Set problem
Set down, in full, every record in the block.

==*==

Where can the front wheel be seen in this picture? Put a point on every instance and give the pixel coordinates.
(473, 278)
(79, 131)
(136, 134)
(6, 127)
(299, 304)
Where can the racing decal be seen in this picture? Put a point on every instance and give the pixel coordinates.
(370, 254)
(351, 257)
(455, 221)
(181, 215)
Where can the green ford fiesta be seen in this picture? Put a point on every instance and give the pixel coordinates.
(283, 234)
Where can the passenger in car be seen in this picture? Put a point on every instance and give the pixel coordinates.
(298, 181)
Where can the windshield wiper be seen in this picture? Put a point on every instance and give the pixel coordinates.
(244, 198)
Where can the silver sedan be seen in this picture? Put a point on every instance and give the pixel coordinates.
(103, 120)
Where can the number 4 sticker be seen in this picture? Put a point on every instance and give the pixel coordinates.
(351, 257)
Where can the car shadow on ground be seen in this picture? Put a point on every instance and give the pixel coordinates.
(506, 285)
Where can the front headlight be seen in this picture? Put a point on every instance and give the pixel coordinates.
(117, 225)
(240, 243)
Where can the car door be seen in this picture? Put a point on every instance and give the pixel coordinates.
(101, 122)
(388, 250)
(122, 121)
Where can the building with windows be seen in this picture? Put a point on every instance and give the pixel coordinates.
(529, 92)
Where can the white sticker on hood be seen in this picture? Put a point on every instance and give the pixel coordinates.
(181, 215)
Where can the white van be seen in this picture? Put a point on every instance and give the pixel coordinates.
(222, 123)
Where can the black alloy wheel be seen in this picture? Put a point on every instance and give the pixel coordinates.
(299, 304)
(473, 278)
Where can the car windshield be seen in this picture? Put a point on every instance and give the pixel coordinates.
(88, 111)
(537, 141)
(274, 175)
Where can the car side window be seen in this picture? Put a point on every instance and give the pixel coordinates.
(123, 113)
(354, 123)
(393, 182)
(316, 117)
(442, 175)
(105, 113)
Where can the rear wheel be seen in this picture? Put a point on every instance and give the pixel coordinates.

==*==

Solution to the exercise
Where can the front wheel be seen in this picture? Put a point on every instance and give the pixel coordinates.
(473, 278)
(79, 131)
(136, 134)
(6, 127)
(299, 304)
Where can the racing decal be seen in this picture? Put a point on every instance and give the pixel coordinates.
(370, 254)
(351, 257)
(455, 221)
(181, 215)
Where can the green ford fiesta be seen in this picture? Put a point on every instance and give the pixel coordinates.
(283, 234)
Where can the passenger in car be seen in this picture? Put a point on every instance and give the pixel coordinates.
(298, 181)
Where can the windshield wiper be seen in this picture? Put a point on every instance and give the pixel coordinates.
(244, 198)
Where can the silver sedan be seen in this picture? Put a point on every instance and give the pixel coordinates.
(103, 120)
Where can the number 4 sticker be seen in this picture? Put a point on every instance and give the pixel coordinates.
(351, 257)
Where can the car shadow on ground be seen in this picture? Put a point on every instance and give the pixel coordinates.
(506, 285)
Where can the front headlight be seen in this picture? Put a point on every instance and give the pixel coordinates.
(117, 225)
(240, 243)
Where can the car door be seen in this picture? Put a point on every instance and give the pixel coordinates.
(101, 122)
(388, 250)
(122, 121)
Where can the building with windows be seen in this picture? Put a point on every instance and give the pixel coordinates.
(529, 92)
Where can the white sticker on hood be seen in this picture? Put a point on every instance and give the pixel coordinates.
(181, 215)
Where can the white van be seen in this picture? Put a point on every instance and give the pixel coordinates.
(222, 123)
Where can the black alloy wheel be seen in this picture? Put a point on every instance and give the pixel coordinates.
(299, 304)
(473, 278)
Where can the car windshield be seen in this picture? Put a point on every instance and give the pixel coordinates.
(88, 111)
(537, 141)
(274, 175)
Where can the car side window be seen in this picture? Put a point on every instance and give the pixel coordinates.
(123, 113)
(354, 123)
(393, 182)
(316, 117)
(442, 175)
(105, 113)
Where can the rear wheel be seen in this picture? Put a point on every instance and give the pixel coordinates.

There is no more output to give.